▶ Vorliegender Text
Mit Künstlicher Intelligenz gegen den Klimawandel

Beim Umwelt- und Klimaschutz denken die meisten an erneuerbare Energien, Elektroautos und nachhaltige Konsumgüter. Nur wenige würden Künstliche Intelligenz (KI) damit in Verbindung bringen. Dabei kann sie eine entscheidende Rolle im Kampf gegen Umweltverschmutzung und Klimawandel spielen.

mask Regenbogen in Graslandschaft

Die 17 Ziele für nachhaltige Entwicklung der Vereinten Nationen, zu denen sich 2015 alle Mitgliedsstaaten bekannt haben, sollen dazu beitragen, weltweit Gesundheit und Bildung zu fördern, Ungleichheit zu mindern und das Wirtschaftswachstum zu stärken – gleichzeitig sollen sie den Klimawandel bekämpfen und unsere Ozeane und Wälder schützen. Eine im Januar 2020 im Wissenschaftsmagazin »Nature« erschienene Studie hat nun herausgefunden, dass Künstliche Intelligenz (KI) die Erreichung von 134 Sub-Zielen ermöglichen kann. Besonders positiv wirkt sich KI in der Kategorie Umwelt aus.

KI ermöglicht den effizienten Einsatz
erneuerbarer Energien

Heute benötigen die Informations- und Kommunikationstechnologien bereits etwa ein Prozent des weltweiten Strombedarfs. Doch es gibt Schätzungen, die davon ausgehen, dass dieser Anteil bis 2030 auf 20 Prozent steigen könnte. Wird diese Energie nicht aus erneuerbaren Energiequellen gewonnen, wirkt sich das negativ auf den CO2-Haushalt aus. Doch gleichzeitig birgt KI ein riesiges Potenzial für die Einsparung von CO2 in der Energieerzeugung und -nutzung. Laut einer Studie von Microsoft und PwC hat KI das Potenzial, die globalen Treibhausgas-Emissionen bis 2030 um eineinhalb bis vier Prozent zu senken.

▶ Extrahierte Daten
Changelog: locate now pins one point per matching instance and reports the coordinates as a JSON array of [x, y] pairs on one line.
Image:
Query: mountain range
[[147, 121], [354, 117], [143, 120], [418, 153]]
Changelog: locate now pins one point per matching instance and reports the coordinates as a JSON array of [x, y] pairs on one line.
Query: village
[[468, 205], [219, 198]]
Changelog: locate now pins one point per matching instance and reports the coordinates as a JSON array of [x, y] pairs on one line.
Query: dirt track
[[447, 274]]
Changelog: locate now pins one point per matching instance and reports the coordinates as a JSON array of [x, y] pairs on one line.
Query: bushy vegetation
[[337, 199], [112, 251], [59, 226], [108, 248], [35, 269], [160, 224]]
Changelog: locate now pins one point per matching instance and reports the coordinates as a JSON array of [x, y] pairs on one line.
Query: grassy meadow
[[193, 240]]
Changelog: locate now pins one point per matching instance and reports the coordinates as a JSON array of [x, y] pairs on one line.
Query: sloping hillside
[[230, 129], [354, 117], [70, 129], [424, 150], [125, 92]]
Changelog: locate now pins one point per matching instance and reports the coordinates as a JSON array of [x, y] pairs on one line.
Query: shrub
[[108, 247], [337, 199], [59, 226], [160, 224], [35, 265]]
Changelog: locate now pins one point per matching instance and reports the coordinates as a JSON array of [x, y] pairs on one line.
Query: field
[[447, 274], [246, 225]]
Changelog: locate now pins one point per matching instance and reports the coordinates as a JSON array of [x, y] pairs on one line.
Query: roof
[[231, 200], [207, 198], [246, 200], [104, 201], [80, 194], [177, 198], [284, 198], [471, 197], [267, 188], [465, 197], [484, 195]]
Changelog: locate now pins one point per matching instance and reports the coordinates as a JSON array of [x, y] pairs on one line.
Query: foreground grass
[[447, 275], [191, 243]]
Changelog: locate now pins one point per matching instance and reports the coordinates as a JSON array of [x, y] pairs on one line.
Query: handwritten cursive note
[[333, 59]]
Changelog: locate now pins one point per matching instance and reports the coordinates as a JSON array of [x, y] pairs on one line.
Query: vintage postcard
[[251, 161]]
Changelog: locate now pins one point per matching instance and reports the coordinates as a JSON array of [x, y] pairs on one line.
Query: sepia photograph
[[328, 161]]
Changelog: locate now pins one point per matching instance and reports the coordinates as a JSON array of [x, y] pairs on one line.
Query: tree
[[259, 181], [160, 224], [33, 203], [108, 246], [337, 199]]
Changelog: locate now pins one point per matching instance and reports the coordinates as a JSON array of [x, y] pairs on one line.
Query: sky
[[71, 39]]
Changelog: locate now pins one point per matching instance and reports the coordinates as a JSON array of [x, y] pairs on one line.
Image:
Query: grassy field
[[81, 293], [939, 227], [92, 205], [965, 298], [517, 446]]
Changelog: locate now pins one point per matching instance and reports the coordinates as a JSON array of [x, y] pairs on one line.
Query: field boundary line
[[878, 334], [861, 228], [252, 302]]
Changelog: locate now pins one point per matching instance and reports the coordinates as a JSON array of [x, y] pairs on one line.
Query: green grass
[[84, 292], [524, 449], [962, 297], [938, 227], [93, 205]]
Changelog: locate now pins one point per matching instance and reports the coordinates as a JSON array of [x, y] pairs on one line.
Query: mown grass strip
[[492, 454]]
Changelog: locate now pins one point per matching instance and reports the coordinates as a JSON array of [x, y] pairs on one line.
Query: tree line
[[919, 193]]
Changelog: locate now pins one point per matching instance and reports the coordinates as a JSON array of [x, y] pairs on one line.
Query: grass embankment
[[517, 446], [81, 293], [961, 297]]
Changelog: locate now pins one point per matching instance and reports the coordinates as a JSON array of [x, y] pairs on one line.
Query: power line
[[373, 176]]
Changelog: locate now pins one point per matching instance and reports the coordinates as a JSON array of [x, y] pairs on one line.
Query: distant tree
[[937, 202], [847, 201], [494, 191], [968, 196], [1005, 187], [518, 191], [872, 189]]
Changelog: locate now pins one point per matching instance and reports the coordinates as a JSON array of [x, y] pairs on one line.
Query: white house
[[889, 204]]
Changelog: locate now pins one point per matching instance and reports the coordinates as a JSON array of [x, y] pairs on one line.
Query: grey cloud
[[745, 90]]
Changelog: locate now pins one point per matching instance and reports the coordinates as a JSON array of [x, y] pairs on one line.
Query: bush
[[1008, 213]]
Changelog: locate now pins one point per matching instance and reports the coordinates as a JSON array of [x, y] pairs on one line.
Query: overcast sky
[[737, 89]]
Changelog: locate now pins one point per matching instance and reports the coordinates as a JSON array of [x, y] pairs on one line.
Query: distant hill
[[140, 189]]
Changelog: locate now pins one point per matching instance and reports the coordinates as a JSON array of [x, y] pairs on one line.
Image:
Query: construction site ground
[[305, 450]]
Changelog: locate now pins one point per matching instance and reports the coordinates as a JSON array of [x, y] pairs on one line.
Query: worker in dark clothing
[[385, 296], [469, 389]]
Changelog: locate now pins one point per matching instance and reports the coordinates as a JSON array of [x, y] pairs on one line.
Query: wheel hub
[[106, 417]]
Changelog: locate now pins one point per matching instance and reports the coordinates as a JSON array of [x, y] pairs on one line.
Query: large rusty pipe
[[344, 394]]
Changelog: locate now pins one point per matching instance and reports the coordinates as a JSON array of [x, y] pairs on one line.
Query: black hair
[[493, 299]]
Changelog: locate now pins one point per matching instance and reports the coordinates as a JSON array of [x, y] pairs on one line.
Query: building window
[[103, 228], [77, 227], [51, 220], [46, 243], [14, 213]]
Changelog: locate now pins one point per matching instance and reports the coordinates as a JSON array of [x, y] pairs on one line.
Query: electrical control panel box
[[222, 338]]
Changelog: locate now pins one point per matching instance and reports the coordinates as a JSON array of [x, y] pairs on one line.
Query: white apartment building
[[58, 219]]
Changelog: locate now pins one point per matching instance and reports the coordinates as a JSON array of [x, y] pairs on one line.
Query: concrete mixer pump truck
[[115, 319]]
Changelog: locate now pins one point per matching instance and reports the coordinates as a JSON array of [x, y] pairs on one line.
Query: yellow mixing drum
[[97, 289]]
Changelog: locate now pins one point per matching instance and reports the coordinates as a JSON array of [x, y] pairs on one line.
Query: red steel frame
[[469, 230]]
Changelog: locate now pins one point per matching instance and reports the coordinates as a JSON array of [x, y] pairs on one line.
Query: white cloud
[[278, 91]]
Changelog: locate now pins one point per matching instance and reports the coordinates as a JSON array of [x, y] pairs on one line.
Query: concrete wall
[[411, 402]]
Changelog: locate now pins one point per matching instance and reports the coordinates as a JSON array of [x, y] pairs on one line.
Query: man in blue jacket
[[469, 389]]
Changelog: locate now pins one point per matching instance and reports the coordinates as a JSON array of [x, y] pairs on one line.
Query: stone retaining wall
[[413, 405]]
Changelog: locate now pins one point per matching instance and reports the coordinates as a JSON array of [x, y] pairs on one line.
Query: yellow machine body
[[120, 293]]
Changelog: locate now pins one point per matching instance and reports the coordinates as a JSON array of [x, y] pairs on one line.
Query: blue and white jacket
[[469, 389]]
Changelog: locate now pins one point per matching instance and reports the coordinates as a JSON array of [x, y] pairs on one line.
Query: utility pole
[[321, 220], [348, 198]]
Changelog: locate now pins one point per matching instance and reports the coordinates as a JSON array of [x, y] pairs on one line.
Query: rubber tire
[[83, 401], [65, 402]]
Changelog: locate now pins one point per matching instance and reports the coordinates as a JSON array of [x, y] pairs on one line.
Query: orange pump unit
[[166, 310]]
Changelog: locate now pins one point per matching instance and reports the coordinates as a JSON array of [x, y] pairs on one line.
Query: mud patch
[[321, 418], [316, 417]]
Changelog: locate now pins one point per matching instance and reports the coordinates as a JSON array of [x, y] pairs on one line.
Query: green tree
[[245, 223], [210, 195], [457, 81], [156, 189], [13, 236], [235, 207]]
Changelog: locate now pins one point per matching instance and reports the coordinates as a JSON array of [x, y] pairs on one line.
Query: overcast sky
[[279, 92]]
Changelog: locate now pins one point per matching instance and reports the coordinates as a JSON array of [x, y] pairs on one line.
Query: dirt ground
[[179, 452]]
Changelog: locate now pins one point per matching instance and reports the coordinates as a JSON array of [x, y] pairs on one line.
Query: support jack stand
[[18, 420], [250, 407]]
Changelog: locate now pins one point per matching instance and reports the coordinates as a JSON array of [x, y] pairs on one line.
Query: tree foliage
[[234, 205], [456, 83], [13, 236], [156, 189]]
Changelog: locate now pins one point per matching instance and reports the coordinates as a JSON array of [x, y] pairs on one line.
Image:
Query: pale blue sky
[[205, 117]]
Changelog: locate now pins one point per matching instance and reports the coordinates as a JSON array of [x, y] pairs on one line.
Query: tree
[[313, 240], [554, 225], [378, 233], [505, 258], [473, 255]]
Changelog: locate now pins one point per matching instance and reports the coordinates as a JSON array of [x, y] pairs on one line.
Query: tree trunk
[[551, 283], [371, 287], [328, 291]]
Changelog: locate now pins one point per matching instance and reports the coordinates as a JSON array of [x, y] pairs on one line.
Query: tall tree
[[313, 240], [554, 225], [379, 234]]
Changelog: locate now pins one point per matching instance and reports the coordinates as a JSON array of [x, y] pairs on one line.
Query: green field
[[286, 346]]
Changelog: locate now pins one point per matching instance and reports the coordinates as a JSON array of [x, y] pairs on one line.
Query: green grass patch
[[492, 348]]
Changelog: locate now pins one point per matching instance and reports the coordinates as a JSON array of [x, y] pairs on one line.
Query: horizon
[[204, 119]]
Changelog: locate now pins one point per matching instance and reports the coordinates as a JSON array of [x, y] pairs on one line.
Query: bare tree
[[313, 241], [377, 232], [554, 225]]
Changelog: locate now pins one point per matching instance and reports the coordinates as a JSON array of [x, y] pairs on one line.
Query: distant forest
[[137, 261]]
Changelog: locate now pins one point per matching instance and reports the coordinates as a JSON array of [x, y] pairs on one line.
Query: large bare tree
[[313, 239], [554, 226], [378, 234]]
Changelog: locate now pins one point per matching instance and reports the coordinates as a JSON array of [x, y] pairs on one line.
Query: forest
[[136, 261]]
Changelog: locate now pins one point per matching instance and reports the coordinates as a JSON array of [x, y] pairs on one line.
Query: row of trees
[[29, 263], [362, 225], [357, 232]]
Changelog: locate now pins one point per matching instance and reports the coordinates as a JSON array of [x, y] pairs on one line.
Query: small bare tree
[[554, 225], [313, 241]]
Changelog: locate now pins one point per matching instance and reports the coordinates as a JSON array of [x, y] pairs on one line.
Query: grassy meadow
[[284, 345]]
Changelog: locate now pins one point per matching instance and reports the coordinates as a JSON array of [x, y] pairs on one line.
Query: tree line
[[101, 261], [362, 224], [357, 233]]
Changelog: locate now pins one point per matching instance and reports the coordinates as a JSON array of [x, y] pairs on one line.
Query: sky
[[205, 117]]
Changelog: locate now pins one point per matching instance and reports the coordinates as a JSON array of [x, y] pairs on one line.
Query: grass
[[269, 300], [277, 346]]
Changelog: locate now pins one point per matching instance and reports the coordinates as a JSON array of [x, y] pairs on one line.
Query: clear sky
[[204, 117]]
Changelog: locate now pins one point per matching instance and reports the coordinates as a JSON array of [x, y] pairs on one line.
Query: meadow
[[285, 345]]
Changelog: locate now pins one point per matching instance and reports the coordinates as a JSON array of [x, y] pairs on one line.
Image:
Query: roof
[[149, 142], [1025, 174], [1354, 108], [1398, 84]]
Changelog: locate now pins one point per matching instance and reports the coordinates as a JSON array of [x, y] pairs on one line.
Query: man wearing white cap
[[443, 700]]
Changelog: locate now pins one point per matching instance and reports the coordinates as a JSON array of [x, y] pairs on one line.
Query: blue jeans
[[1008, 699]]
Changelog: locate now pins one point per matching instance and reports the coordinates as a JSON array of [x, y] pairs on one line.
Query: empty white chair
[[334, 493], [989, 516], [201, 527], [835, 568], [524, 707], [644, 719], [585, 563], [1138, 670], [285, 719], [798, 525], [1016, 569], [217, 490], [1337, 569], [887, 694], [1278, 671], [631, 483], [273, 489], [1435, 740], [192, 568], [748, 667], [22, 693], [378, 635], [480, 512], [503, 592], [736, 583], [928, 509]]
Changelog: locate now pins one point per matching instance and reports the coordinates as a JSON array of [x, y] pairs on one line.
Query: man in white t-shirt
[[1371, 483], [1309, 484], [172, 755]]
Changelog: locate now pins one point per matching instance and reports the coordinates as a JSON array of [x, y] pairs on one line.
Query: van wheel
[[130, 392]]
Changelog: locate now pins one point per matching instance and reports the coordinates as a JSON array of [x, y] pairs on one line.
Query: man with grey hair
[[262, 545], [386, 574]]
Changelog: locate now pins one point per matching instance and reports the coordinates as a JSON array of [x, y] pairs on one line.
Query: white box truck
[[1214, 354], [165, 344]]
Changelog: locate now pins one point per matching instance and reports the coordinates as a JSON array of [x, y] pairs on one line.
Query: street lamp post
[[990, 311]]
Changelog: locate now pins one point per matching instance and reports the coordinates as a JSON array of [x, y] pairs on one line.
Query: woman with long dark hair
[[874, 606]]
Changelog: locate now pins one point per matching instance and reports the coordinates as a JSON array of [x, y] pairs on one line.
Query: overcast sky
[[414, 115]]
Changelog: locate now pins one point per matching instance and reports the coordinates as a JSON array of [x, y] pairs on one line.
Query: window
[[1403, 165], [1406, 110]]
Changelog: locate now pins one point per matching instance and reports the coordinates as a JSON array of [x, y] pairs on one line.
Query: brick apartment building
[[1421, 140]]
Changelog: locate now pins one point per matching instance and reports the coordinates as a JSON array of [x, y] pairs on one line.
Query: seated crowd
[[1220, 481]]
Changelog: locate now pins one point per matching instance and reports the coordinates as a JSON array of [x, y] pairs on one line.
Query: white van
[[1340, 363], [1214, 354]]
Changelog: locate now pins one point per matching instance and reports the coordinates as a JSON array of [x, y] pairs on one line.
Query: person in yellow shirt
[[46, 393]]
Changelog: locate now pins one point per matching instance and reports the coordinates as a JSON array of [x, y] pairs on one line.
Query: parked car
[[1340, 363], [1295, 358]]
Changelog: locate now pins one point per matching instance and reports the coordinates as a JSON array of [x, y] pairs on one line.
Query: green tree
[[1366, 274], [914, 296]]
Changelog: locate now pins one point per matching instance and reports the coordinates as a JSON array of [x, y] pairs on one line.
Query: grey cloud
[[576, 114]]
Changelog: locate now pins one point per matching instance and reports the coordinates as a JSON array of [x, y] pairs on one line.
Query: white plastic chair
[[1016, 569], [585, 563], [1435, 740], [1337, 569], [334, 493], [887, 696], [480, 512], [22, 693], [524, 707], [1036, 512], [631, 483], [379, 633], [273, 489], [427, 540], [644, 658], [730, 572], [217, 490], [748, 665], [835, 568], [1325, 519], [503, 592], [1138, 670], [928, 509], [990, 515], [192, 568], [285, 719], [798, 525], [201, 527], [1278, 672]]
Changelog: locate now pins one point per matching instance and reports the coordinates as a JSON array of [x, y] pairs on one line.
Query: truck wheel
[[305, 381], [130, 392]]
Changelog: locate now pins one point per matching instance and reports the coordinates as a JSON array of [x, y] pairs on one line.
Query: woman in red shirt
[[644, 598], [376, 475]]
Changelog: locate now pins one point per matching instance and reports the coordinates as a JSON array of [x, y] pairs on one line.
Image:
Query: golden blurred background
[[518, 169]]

▶ Arbeitsaufträge
1: Wie viele Sub-Ziele kann Künstliche Intelligenz laut der im Text über KI und Klimawandel genannten »Nature«-Studie vom Januar 2020 ermöglichen?
2: Erweitere bitte den Text über KI und Klimawandel im Anschluss an seinen letzten Satz.

▶ Antworten pro Aufgabe
1: Die Studie nennt 134 Sub-Ziele.

2:
Die Energiebranche kann über alle Ebenen hinweg von KI profitieren. Bei der Planung einer neuen Solaranlage kann sie etwa genutzt werden, um die effizienteste Anordnung der Solarpanels zu berechnen. Nachdem die Energie erzeugt wurde, erhält der Solarparkbetreiber Auskunft darüber, wann es am wirtschaftlichsten ist, den Strom zu speichern oder ihn zu verkaufen. Dies geschieht über die Vorhersage von Einflussfaktoren wie Wetter, Energiebedarf und Preisbildung. Mit diesen Informationen können auch Überlastungen vermieden werden, die mit dem vermehrten Einsatz der fluktuierenden erneuerbaren Energien einhergehen. Damit sorgt KI dafür, dass Elektrizität aus erneuerbaren Energien bedarfsorientiert und flexibel gesteuert wird und sicher und kostengünstig beim Verbraucher ankommt.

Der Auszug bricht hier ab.